━━━━━ RECORDS SUPPLIED ━━━━━

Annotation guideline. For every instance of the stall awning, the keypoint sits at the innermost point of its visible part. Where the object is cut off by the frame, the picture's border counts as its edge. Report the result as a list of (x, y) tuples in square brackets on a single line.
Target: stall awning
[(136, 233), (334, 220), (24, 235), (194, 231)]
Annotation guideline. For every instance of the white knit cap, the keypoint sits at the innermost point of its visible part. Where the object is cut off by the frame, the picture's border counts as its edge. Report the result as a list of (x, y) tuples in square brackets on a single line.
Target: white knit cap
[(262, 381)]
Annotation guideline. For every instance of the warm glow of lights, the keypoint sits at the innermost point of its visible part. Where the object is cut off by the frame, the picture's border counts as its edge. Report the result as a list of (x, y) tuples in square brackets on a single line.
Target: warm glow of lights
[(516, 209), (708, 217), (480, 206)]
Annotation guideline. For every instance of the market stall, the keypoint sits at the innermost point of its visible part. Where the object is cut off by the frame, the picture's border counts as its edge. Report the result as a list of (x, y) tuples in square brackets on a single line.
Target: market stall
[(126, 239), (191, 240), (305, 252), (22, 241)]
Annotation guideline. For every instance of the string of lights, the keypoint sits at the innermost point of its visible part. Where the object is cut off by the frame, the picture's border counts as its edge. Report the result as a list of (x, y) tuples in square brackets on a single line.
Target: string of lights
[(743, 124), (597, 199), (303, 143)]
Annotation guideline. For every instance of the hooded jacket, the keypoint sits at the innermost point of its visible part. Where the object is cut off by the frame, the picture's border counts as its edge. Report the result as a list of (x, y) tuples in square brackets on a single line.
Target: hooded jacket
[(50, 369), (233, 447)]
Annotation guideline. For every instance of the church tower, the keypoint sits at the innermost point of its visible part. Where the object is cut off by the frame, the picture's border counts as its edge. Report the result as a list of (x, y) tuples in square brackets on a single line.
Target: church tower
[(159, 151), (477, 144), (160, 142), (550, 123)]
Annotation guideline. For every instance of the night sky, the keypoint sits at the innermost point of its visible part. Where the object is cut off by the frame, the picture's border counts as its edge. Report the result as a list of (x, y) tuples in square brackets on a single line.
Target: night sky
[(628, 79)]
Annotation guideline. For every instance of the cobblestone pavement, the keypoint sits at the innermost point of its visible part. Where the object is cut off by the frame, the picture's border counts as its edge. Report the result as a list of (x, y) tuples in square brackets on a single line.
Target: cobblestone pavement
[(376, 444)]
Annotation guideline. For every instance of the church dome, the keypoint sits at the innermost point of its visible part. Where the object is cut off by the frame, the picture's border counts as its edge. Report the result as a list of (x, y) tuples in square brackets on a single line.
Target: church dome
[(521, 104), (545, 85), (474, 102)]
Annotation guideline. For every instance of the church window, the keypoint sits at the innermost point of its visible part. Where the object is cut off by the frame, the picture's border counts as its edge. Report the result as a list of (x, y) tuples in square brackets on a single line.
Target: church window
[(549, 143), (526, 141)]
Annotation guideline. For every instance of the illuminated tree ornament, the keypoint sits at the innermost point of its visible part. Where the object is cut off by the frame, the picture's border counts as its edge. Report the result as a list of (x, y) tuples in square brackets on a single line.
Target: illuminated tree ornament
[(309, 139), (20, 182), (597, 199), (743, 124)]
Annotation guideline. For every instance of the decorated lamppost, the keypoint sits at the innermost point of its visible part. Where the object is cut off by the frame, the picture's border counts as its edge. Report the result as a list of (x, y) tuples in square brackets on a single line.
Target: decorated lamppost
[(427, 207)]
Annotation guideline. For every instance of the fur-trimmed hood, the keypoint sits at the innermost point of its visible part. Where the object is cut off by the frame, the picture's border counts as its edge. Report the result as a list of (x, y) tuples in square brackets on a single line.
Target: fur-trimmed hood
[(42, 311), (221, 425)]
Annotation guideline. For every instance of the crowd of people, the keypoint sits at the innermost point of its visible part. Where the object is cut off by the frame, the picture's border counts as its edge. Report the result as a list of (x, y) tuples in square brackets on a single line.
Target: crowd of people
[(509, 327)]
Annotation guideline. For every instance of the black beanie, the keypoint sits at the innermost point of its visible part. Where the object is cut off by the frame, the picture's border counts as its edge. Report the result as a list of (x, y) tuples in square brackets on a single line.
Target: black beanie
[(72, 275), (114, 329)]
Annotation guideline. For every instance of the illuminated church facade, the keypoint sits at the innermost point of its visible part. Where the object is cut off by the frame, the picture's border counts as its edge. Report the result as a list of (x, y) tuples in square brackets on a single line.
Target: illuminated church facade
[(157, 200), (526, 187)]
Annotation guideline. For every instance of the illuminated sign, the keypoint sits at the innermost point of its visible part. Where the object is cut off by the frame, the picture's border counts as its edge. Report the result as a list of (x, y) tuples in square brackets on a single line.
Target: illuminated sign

━━━━━

### TASK DESCRIPTION
Place every line of the entries above into a Markdown table with the columns Row and Line, numbering the rows in order and omitting blank lines.

### EXERCISE OUTPUT
| Row | Line |
|---|---|
| 1 | Annotation guideline. For every instance of the stall awning, the keypoint sits at the innermost point of its visible part. Where the object is cut off by the frame, the picture's border counts as its edge. Report the result as a list of (x, y) tuples in square brackets on a single line. |
| 2 | Target: stall awning |
| 3 | [(136, 233), (334, 220), (24, 235), (194, 231)] |
| 4 | Annotation guideline. For every instance of the white knit cap, the keypoint sits at the innermost point of its visible part. Where the object is cut off by the frame, the picture's border counts as its edge. Report the result as a list of (x, y) tuples in square brackets on a single line. |
| 5 | Target: white knit cap |
| 6 | [(262, 381)] |
| 7 | Annotation guideline. For every instance of the warm glow of lights, the keypoint sits at the innermost point of its visible part. Where the object is cut off by the frame, the picture's border counts as its edge. Report the result as a list of (x, y) tuples in square brackets on a single line. |
| 8 | Target: warm glow of lights |
| 9 | [(516, 209), (708, 217), (480, 206)] |
| 10 | Annotation guideline. For every instance of the market stall, the keypoint sits at the innermost point of its visible part. Where the object is cut off by the frame, the picture's border counts as its edge. Report the result as a list of (x, y) tuples in square brackets on a single line. |
| 11 | Target: market stall |
| 12 | [(126, 239), (191, 240), (305, 252), (22, 241)] |
| 13 | Annotation guideline. For every instance of the string of lights, the keypoint sits at the innermost point of its visible part. Where the object is cut off by the frame, the picture's border counts as its edge. Report the result as a list of (x, y) tuples in square brackets on a single line. |
| 14 | Target: string of lights |
| 15 | [(743, 124), (597, 199), (303, 143)] |
| 16 | Annotation guideline. For every instance of the hooded jacket, the keypoint sits at the innermost point of its visible part. Where the object is cut off by the frame, the picture's border counts as its edge. Report the result as a list of (x, y) tuples in square brackets on a single line. |
| 17 | Target: hooded jacket |
| 18 | [(50, 369), (233, 447)] |
| 19 | Annotation guideline. For every instance of the church tower, the keypoint sits at the innermost point of its visible part. Where the object is cut off by the frame, the picture's border counts as its edge. Report the result as a list of (x, y) tuples in square brackets on a single line. |
| 20 | Target: church tower |
| 21 | [(159, 151), (477, 144), (160, 142), (550, 123)] |
| 22 | Annotation guideline. For every instance of the night sky, the keypoint sits at the innermost point of its visible part. Where the object is cut off by the frame, the picture's border counts as its edge. Report the result as a list of (x, y) tuples in square brackets on a single line. |
| 23 | Target: night sky |
| 24 | [(628, 79)] |
| 25 | Annotation guideline. For every instance of the cobblestone pavement, the keypoint sits at the innermost point of its visible part. Where the object is cut off by the frame, the picture's border counts as its edge. Report the result as a list of (x, y) tuples in square brackets on a single line. |
| 26 | Target: cobblestone pavement |
| 27 | [(376, 444)] |
| 28 | Annotation guideline. For every instance of the church dome, the keypoint sits at the innermost point of its visible part. Where the object is cut off by the frame, the picture's border counts as its edge. Report the result as a list of (x, y) tuples in square brackets on a single line. |
| 29 | Target: church dome |
| 30 | [(521, 104), (545, 85), (474, 102)] |
| 31 | Annotation guideline. For every instance of the church window, the keypoint sits at the innermost point of its visible part. Where the object is cut off by the frame, the picture's border counts as its edge. Report the result as a list of (x, y) tuples in square brackets on a single line. |
| 32 | Target: church window |
| 33 | [(549, 143), (526, 141)] |
| 34 | Annotation guideline. For every instance of the illuminated tree ornament, the keypoint sits at the innermost point of its visible part. Where the object is cut off by the frame, the picture's border counts as its edge. Report the result as a list of (x, y) tuples in square brackets on a single line. |
| 35 | Target: illuminated tree ornament |
| 36 | [(309, 139), (20, 182), (597, 199), (743, 124)] |
| 37 | Annotation guideline. For every instance of the decorated lamppost, the keypoint sits at the innermost point of its visible part. Where the object is cut off by the frame, the picture's border counts as its edge. Report the result as a list of (x, y) tuples in square brackets on a single line. |
| 38 | Target: decorated lamppost |
| 39 | [(427, 207)] |
| 40 | Annotation guideline. For every instance of the fur-trimmed hood, the keypoint sits at the innermost point of its visible part. Where the object is cut off by the frame, the picture's border counts as its edge. Report the result as a list of (x, y) tuples in square brackets on a single line. |
| 41 | Target: fur-trimmed hood |
| 42 | [(42, 311), (221, 425)] |
| 43 | Annotation guideline. For every instance of the crowd of people, the keypoint sits at the innermost point of its visible part. Where the object is cut off by the frame, the picture's border counts as its edge. Report the result as a list of (x, y) tuples in square brackets on a single line. |
| 44 | Target: crowd of people |
| 45 | [(509, 327)] |
| 46 | Annotation guideline. For every instance of the black beanie, the keypoint sits at the innermost point of its visible part. Where the object is cut off by the frame, the picture's border counts as its edge. Report the result as a list of (x, y) tuples in square brackets on a single line. |
| 47 | Target: black beanie |
| 48 | [(72, 275), (114, 329)] |
| 49 | Annotation guideline. For every instance of the illuminated church facade, the keypoint sits at the innermost point of its visible part. Where the object is cut off by the frame, the picture's border counts as its edge. Report the result as a list of (x, y) tuples in square brackets on a single line. |
| 50 | Target: illuminated church facade |
| 51 | [(157, 200), (526, 187)] |
| 52 | Annotation guideline. For every instance of the illuminated sign, the keypoint sits at the innermost point of its visible part. Where the object is cut off by the frame, the picture's border counts as its edge. Report the result as a list of (x, y) tuples in square brackets on a single line. |
| 53 | Target: illuminated sign |